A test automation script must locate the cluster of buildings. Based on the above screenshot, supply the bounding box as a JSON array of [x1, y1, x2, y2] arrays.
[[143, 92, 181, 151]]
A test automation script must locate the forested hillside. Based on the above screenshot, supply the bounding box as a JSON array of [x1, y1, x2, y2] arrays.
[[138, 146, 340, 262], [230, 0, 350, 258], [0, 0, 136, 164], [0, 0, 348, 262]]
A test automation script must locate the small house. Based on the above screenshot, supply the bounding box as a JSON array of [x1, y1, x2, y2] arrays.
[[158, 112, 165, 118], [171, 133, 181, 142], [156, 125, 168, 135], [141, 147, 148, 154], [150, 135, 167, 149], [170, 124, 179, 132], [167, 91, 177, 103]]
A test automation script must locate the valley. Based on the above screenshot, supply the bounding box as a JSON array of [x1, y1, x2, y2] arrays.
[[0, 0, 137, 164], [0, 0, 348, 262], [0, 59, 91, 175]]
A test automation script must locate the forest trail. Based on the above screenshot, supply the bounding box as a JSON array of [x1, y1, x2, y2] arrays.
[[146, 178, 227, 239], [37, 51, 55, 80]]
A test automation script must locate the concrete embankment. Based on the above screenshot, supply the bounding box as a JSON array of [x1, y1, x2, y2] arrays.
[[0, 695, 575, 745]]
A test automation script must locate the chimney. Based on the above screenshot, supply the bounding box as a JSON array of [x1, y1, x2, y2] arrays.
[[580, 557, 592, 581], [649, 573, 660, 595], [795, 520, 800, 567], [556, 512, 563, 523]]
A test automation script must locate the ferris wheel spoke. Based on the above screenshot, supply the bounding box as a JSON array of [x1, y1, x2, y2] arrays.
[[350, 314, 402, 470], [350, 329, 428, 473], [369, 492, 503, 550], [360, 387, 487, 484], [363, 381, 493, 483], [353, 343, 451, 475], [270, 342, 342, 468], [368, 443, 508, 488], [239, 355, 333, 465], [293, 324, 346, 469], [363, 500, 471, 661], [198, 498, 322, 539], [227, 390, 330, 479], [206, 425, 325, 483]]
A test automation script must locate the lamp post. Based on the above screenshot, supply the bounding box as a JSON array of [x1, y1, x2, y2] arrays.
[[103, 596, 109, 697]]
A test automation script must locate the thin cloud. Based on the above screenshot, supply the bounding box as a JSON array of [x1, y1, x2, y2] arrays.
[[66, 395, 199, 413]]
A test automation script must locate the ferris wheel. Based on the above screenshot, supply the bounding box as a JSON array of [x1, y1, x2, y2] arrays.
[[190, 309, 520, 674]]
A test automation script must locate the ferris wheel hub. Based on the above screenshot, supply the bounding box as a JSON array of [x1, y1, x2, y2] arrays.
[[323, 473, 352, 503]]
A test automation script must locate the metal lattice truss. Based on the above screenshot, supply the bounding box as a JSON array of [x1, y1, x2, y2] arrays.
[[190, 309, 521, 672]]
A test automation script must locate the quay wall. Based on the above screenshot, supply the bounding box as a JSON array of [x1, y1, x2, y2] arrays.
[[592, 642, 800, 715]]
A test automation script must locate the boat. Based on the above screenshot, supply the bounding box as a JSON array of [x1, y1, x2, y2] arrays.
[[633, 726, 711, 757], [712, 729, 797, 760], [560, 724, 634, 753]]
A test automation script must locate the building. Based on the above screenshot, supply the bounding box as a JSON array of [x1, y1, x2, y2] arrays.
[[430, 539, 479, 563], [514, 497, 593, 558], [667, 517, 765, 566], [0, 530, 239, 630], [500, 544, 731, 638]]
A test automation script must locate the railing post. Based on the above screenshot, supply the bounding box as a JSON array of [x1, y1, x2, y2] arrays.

PROBLEM DETAILS |
Word for word, extract all the records.

WRITTEN RESPONSE |
A test automation script must locate the cluster of buildings. Based on the above screenshot, supply the bounding box as a JSON array of [x1, y1, x2, y2] arrays.
[[143, 92, 181, 151]]
A test automation script must locate the forested hillside. Based on the above screenshot, supply the bounding box as a JSON array of [x1, y1, x2, y2] arrays.
[[138, 146, 340, 262], [230, 0, 350, 258], [0, 0, 136, 164], [0, 0, 348, 262]]
A test automation script must locate the small house. Based on the above screenshot, supply the bounding box as a JSON array of [x1, y1, x2, y2] arrays.
[[158, 112, 165, 118], [171, 133, 181, 142], [156, 125, 168, 135], [141, 147, 148, 154], [150, 135, 167, 149], [170, 124, 179, 132], [167, 91, 177, 103]]
A test automation script must locate the valley. Based on the above screenshot, supply the bounding box as a JSON array of [x1, y1, x2, y2] arrays.
[[0, 0, 137, 164], [0, 0, 348, 262], [0, 59, 91, 175]]
A test automation script must locate the forest trail. Based on the above screenshot, supply the bounding box as a JSON array of [x1, y1, x2, y2] arrays.
[[146, 178, 227, 239], [37, 51, 55, 80]]
A test automation script must locate the concrete embankment. Based on the above screenshot, supply the bounding box as a JSON array of [x1, y1, x2, y2] arrays.
[[0, 695, 575, 745]]
A test automation script must locate the chimney. Based on the above screenshot, supply the bounding box as a JSON array of [x1, y1, x2, y2] arrays.
[[580, 557, 592, 581], [649, 573, 660, 595], [795, 520, 800, 567], [556, 512, 563, 523]]
A test automation script must locate the ferris wheel spoke. Based on the above screenshot, supply the bounding box as a JSON array of [x1, y1, x2, y2] arrays.
[[350, 314, 402, 470], [350, 329, 428, 473], [369, 492, 503, 550], [360, 387, 487, 484], [363, 381, 493, 483], [353, 343, 451, 475], [270, 342, 342, 468], [368, 443, 508, 488], [239, 355, 333, 465], [293, 324, 346, 469], [363, 500, 471, 661], [198, 498, 322, 539], [227, 390, 330, 479], [206, 425, 325, 483]]
A test automation script must locate the lamp post. Based on the above screenshot, supply the bounding box as a JSON array of [x1, y1, x2, y2] arrays.
[[103, 596, 109, 697]]
A test automation script must locate the thin cloud. Based on the above screenshot, supply the bounding box as a JSON array of [x1, y1, x2, y2] arrays.
[[66, 395, 199, 413]]
A test automation script must locate the ferris wheel. Based on the above screenshot, supply the bounding box as a JSON array of [x1, y1, x2, y2] arrays.
[[190, 309, 520, 674]]
A test automation script must locate the ferris wheel hub. Based on the above screenshot, supply the bounding box as a JSON array of [x1, y1, x2, y2] arrays.
[[323, 473, 352, 503]]
A test automation script must locate the metal lattice truss. Based on the above screenshot, supply the bounding box as a JSON array of [x1, y1, x2, y2] arrays.
[[190, 309, 521, 672]]
A test automation script must locate the quay wall. Based on the above screenshot, supply the bounding box as a JSON array of [x1, y1, x2, y2] arrays.
[[592, 642, 800, 715]]
A test automation script must locate the boat. Based on the above screenshot, supply the bounding box as a JSON array of [x1, y1, x2, y2] arrays.
[[633, 726, 711, 757], [712, 729, 797, 760], [560, 724, 634, 753]]
A test automation script must locate the building. Based on the above screenshot, supply the bounding box as a JSON array of [x1, y1, x2, y2] arrays.
[[430, 539, 479, 563], [514, 497, 593, 558], [667, 517, 765, 566], [0, 530, 239, 630], [500, 544, 731, 638]]
A test automation script must locate the railing post. Based on the above screenshot, supply the bounding box as a JSON array of [x1, y1, x2, y2] arrays.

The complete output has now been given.